Annotation data for object locations:
┄┄┄┄┄┄┄┄┄┄

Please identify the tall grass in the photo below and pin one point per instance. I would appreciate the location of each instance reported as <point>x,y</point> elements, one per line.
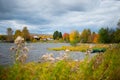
<point>104,66</point>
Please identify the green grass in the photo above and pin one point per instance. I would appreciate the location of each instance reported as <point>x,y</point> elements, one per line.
<point>104,66</point>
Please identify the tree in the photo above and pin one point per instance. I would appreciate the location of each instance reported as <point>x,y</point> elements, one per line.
<point>74,37</point>
<point>86,36</point>
<point>26,34</point>
<point>95,39</point>
<point>17,33</point>
<point>104,35</point>
<point>60,35</point>
<point>9,34</point>
<point>57,35</point>
<point>66,37</point>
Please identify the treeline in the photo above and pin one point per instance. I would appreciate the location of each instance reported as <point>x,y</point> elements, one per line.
<point>10,36</point>
<point>104,35</point>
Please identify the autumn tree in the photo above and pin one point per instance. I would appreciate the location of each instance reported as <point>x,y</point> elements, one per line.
<point>85,36</point>
<point>60,35</point>
<point>66,37</point>
<point>74,37</point>
<point>117,33</point>
<point>104,35</point>
<point>26,34</point>
<point>9,34</point>
<point>95,38</point>
<point>17,33</point>
<point>57,35</point>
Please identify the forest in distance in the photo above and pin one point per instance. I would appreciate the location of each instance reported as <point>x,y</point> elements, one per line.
<point>104,35</point>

┄┄┄┄┄┄┄┄┄┄

Please retype every line of the records above word for word, leaving out the pictures.

Please identify the tall grass in the photo below and pin one point per instance. I would appreciate the location of each instance reported as <point>x,y</point> elements, one per line.
<point>104,66</point>
Please identify the green grass in the photo above and pin one point per instance. I would appreciate the location of each instance reported as <point>x,y</point> elements, one per line.
<point>104,66</point>
Please identify the tree in the photo above and pin one point per instance. I would appreciate the location of each instance reported as <point>x,y</point> elements, one per line.
<point>74,37</point>
<point>86,36</point>
<point>26,34</point>
<point>95,39</point>
<point>17,33</point>
<point>104,35</point>
<point>60,35</point>
<point>9,34</point>
<point>57,35</point>
<point>66,37</point>
Please identify the treeline in the photo above and pin one point per instance. I would appreciate the location of each instance reported as <point>x,y</point> elements, one per line.
<point>10,36</point>
<point>104,35</point>
Please identify the autumn tree in the photo above and pin one point per instance. I would appreciate the location of each instance reported as <point>x,y</point> elements, one per line.
<point>85,36</point>
<point>60,35</point>
<point>66,37</point>
<point>74,37</point>
<point>117,33</point>
<point>104,35</point>
<point>26,34</point>
<point>9,34</point>
<point>95,38</point>
<point>17,33</point>
<point>57,35</point>
Please identify the forest in distance in the photo above and pin one point per instance. I would appreciate the location of each instance reported as <point>x,y</point> elements, one per line.
<point>104,35</point>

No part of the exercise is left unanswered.